Excerpts from a detection dataset
------

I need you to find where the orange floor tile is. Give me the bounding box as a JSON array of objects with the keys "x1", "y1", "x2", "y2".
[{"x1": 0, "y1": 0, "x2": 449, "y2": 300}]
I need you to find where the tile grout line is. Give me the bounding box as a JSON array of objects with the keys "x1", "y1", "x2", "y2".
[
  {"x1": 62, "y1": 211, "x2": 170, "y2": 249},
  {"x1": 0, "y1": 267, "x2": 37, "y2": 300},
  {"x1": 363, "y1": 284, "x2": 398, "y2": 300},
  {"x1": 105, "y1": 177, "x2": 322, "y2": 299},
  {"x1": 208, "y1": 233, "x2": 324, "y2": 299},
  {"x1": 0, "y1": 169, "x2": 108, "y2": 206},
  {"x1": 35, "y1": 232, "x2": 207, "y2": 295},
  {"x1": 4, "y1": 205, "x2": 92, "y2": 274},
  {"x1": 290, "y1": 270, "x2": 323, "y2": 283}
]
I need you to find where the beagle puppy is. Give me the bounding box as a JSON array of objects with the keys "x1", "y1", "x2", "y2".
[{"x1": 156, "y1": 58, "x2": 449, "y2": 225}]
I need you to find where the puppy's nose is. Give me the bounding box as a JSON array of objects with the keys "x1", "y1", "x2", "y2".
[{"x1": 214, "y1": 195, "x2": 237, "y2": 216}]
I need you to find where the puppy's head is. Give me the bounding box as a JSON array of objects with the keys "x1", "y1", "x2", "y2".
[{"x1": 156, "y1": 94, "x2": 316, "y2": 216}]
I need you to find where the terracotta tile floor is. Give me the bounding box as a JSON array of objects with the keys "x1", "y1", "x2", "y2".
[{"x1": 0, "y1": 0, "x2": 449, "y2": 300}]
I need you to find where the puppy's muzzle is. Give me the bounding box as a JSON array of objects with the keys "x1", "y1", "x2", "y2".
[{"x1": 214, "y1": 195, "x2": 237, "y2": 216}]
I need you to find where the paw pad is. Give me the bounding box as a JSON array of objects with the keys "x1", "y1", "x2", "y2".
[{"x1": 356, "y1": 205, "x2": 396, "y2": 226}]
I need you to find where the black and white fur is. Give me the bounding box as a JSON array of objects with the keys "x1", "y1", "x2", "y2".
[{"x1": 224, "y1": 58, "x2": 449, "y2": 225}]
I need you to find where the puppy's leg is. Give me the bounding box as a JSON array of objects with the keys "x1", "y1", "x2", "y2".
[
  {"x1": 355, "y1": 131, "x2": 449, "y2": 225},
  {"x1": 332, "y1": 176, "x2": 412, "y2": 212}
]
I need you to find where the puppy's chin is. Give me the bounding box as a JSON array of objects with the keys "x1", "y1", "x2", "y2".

------

Given instruction:
Reproduce all of the items above verbatim, line for line.

Response to the task:
I need you to find where the orange floor tile is. Give me the bounding box as a JSON array of objects with the keys "x1", "y1", "x2", "y2".
[{"x1": 0, "y1": 0, "x2": 449, "y2": 300}]
I need you to find where the tile grout line is. Give me the bounding box as a JSON array of objects with the keys "x1", "y1", "x2", "y2".
[
  {"x1": 62, "y1": 211, "x2": 170, "y2": 249},
  {"x1": 0, "y1": 267, "x2": 37, "y2": 300},
  {"x1": 363, "y1": 284, "x2": 398, "y2": 300},
  {"x1": 105, "y1": 177, "x2": 322, "y2": 299},
  {"x1": 208, "y1": 233, "x2": 324, "y2": 299},
  {"x1": 0, "y1": 169, "x2": 108, "y2": 206},
  {"x1": 35, "y1": 232, "x2": 207, "y2": 295},
  {"x1": 4, "y1": 205, "x2": 92, "y2": 274},
  {"x1": 290, "y1": 270, "x2": 323, "y2": 283}
]
I need you to find where the beagle puppy is. Give me the bounding box as a JSON array of objects with the keys "x1", "y1", "x2", "y2".
[{"x1": 156, "y1": 58, "x2": 449, "y2": 225}]
I need you to find where the puppy's nose is. Give me the bounding box as a JSON array of objects with the keys "x1", "y1", "x2", "y2".
[{"x1": 214, "y1": 195, "x2": 237, "y2": 216}]
I need you to find where the puppy's head is. Give me the bounding box as a JSON array of objects with the keys "x1", "y1", "x2", "y2".
[{"x1": 156, "y1": 94, "x2": 316, "y2": 216}]
I need you to find where the terracotta tile floor is. Give me the bounding box as a JSON array of objects with the keys "x1", "y1", "x2", "y2".
[{"x1": 0, "y1": 0, "x2": 449, "y2": 300}]
I need you to find where the puppy's muzzle is. Give me the bounding box as a JSON array of objects with the keys "x1", "y1", "x2", "y2".
[{"x1": 214, "y1": 195, "x2": 237, "y2": 216}]
I need you to find where the paw pad is. Give me the bounding box as a JSON array of objects with the keys "x1", "y1", "x2", "y2".
[{"x1": 356, "y1": 205, "x2": 396, "y2": 226}]
I need you to find where the black and white fur is. Give me the bounding box as a JSON array of objects with the keys "x1", "y1", "x2", "y2".
[{"x1": 224, "y1": 58, "x2": 449, "y2": 225}]
I need you to find where the puppy's leg is. Give me the bounding box as a JSON array of objects with the keys "x1", "y1", "x2", "y2".
[
  {"x1": 355, "y1": 131, "x2": 449, "y2": 225},
  {"x1": 332, "y1": 176, "x2": 412, "y2": 212}
]
I need you to find where the puppy's chin is. Give me the bounding box as a JSON array of objects with the keys "x1", "y1", "x2", "y2".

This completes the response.